■ **Excerpted passage**
After much trial and error I finally got the fuselage halves together with the seats and pilots inside. Of course, the two fuselage halves are different lengths, just to add to the fun, and I needed to do a lot of shaving and sanding to get everything together right.

The next stage is to attach the engine nacelles to the wing parts. The appalling quality of the moulding means that this took much effort to get anything resembling a good fit but I got there eventually. The exhausts are provided as a one piece metal moulding that is supposed to slide in to the slot in the nacelles at a later stage. I know this was going to be problematic but decided to cross that bridge later.

Next on went the wings and tail to the fuselage, and suffice to say that the again the fit is absolutely dreadful and some surgery was needed to get flush fitting parts, essential to provide strength in these areas. I then had a lot of filling to do, and I am convinced that the end result contained more filler than plastic. But at least she was now starting to look like a Mosquito!

And now for the main painting. With all that filler, priming was essential. This was followed by light sea grey on the underside. This was masked off and the topside sprayed with dark sea grey. Then the old favourite Blu Tack masking technique gave me the camouflage pattern. It's very hard to get this convincing in 1/144 as however thin you roll it, Blu Tack seems to have a minimum bend angle that works great in larger scales, but makes it tricky to get a convincing pattern in the small scale. But I think it turned out OK. A coat of gloss later and she was set aside to dry.

■ **Record extracts**
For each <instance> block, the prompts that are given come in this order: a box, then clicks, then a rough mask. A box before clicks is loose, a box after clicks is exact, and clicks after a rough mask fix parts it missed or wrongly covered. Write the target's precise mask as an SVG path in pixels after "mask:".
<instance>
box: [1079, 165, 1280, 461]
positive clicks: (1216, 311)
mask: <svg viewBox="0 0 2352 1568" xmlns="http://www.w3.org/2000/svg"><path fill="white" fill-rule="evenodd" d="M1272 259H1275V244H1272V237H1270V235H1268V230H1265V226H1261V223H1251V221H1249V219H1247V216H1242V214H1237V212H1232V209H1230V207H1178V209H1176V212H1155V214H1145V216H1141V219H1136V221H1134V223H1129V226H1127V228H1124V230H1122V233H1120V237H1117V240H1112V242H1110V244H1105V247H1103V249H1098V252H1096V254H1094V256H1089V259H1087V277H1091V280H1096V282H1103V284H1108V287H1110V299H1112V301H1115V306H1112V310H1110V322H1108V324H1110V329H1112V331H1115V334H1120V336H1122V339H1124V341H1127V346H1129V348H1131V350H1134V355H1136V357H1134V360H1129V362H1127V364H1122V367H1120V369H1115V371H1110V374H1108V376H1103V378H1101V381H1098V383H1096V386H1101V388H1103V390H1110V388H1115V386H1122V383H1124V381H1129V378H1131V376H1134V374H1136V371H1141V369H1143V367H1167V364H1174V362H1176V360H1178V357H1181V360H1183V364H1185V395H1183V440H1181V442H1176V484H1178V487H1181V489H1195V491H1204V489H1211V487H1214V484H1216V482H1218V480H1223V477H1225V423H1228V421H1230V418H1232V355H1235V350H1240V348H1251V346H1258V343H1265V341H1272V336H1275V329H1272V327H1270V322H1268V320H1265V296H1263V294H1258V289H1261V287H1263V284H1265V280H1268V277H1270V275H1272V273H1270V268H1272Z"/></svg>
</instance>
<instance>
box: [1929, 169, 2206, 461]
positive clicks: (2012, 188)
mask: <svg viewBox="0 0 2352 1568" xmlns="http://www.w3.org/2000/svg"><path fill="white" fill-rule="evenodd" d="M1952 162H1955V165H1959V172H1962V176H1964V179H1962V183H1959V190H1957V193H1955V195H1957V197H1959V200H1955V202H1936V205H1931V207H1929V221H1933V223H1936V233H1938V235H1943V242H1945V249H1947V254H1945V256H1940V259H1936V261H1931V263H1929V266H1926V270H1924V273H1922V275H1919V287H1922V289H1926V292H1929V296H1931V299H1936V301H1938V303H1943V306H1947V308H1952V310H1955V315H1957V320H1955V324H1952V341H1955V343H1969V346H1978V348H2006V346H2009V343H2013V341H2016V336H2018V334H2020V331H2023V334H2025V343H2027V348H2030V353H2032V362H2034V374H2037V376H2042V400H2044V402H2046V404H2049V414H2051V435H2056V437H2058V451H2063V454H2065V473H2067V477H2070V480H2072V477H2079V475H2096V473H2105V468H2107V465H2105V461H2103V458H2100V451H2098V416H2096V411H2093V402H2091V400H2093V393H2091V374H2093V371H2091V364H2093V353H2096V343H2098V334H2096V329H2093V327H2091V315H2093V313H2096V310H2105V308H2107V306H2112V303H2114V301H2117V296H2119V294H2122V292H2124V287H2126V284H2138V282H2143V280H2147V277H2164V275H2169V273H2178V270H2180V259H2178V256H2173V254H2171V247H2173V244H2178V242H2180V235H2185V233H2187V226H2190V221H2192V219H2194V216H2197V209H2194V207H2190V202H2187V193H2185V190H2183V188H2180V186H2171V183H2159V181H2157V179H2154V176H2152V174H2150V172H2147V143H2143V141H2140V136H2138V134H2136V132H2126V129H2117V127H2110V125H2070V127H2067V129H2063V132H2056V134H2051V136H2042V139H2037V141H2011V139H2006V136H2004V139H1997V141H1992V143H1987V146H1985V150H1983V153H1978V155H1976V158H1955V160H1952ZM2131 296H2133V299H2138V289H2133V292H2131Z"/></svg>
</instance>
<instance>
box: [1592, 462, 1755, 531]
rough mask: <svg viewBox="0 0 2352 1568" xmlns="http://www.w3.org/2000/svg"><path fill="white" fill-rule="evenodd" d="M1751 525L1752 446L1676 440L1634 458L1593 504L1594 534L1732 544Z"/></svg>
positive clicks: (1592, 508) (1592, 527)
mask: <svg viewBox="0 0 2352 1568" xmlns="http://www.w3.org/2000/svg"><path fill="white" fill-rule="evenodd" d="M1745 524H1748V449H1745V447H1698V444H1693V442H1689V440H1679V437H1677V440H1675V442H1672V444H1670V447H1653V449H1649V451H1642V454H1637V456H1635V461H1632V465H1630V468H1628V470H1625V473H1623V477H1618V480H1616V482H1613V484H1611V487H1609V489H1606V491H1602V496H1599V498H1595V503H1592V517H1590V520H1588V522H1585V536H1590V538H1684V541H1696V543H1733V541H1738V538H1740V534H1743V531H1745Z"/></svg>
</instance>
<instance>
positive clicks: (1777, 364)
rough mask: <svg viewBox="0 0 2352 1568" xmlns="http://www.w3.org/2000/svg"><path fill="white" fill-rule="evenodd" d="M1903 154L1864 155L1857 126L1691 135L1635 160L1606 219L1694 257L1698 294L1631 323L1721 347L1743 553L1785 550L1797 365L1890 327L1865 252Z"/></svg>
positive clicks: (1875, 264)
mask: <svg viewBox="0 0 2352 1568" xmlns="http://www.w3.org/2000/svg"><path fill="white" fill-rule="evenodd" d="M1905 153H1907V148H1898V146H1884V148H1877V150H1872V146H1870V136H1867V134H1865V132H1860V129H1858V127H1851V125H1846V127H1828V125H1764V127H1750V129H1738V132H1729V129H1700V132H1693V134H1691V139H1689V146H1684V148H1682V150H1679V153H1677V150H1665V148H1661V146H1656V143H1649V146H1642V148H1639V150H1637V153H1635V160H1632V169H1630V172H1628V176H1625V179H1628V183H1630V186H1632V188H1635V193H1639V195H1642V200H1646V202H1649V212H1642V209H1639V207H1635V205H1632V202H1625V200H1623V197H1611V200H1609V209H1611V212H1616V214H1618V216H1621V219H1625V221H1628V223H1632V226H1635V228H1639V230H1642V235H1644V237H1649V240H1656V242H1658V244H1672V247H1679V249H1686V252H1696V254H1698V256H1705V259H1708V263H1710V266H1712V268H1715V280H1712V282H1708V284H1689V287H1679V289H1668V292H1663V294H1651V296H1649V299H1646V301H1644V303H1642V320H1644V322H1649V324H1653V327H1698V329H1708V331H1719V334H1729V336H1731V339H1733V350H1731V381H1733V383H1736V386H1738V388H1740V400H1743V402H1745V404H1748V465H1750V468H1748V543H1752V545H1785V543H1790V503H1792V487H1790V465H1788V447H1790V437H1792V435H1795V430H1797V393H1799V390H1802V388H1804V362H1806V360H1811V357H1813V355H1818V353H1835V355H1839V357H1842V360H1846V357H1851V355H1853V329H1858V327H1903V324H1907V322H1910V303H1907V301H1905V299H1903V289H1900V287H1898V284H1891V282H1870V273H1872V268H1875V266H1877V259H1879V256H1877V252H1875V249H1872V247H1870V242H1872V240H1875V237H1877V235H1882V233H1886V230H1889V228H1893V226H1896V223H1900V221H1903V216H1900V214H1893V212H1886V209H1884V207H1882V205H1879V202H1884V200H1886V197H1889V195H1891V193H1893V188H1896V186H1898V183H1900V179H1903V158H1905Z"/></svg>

■ **Questions on the material**
**a)** From the Mosquito build text, extract the stretch from "Next on went" through "like a Mosquito!".
**b)** Determine whether each statement below agrees with the Mosquito build text. Answer yes or no for each, and quote the deciding words of the text.
(i) The two fuselage halves are the same length.
(ii) The exhausts come as a one-piece metal moulding.
(iii) The underside was painted dark sea grey.
**c)** According to the Mosquito build text, list in order every step of the main painting stage.

■ **Numbered responses**
**a)**
Next on went the wings and tail to the fuselage, and suffice to say that the again the fit is absolutely dreadful and some surgery was needed to get flush fitting parts, essential to provide strength in these areas. I then had a lot of filling to do, and I am convinced that the end result contained more filler than plastic. But at least she was now starting to look like a Mosquito!

**b)**
(i) No: "the two fuselage halves are different lengths"
(ii) Yes: "The exhausts are provided as a one piece metal moulding"
(iii) No: "This was followed by light sea grey on the underside."

**c)**
1. Priming
2. Light sea grey on the underside
3. Masking off the underside
4. Dark sea grey sprayed on the topside
5. Blu Tack masking for the camouflage pattern
6. A coat of gloss